### Document passage
::::::

During this time, the Chinese were using rice paper to create wicks and made wax out of insects and seeds.

== Stiffeners ==
Stiffeners are used to direct the wick to remaining upright so that fuel can get to the flame. This provides two advantages: it makes the wick more rigid, letting it stand further out of the liquid wax, and it conducts heat downward, melting the wax more readily. The latter is particularly important in candles made of harder wax.

Stiffeners were once made of lead, but these have been banned in the US for several years by the Consumer Product Safety Commission, due to the concerns about lead poisoning. Fine wire (such as copper) can be included in the wick. Other core stiffeners, such as paper and synthetic fibers, may also be used. The CPSC was petitioned to ban candle wicks containing lead cores and candles with such wicks by Public Citizen, the National Apartment Association, and National Multi Housing Council on February 20, 2001. The ban against manufacturing, importing, or selling candles in the US with lead wicks became effective in October 2003.

==Pretreatments==
Virtually all wicks are treated with various flame-resistant solutions in a process known as mordanting. Without mordanting the wick would be destroyed by the flames and the flow of melted wax to the flame would cease. Beyond that, wicks can be treated with substances to improve the color and brightness of the flame, provide better rigidity to keep the wick out of the melted wax, and improve the flow of that wax up the wick. Common treatments are borax and salt which are dissolved in water in which the wicks are soaked. Wicks can also be pretreated with paraffin wax.

::::::

### Supplied information
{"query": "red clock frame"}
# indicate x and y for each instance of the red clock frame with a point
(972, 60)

::::::

### Goal of the exercise
Copy everything in the candle wick passage from "During this time, the" down to "of harder wax.", changing "upright" to "vertical". This data comes from a different source than the text.

### Your solution
During this time, the Chinese were using rice paper to create wicks and made wax out of insects and seeds.

== Stiffeners ==
Stiffeners are used to direct the wick to remaining vertical so that fuel can get to the flame. This provides two advantages: it makes the wick more rigid, letting it stand further out of the liquid wax, and it conducts heat downward, melting the wax more readily. The latter is particularly important in candles made of harder wax.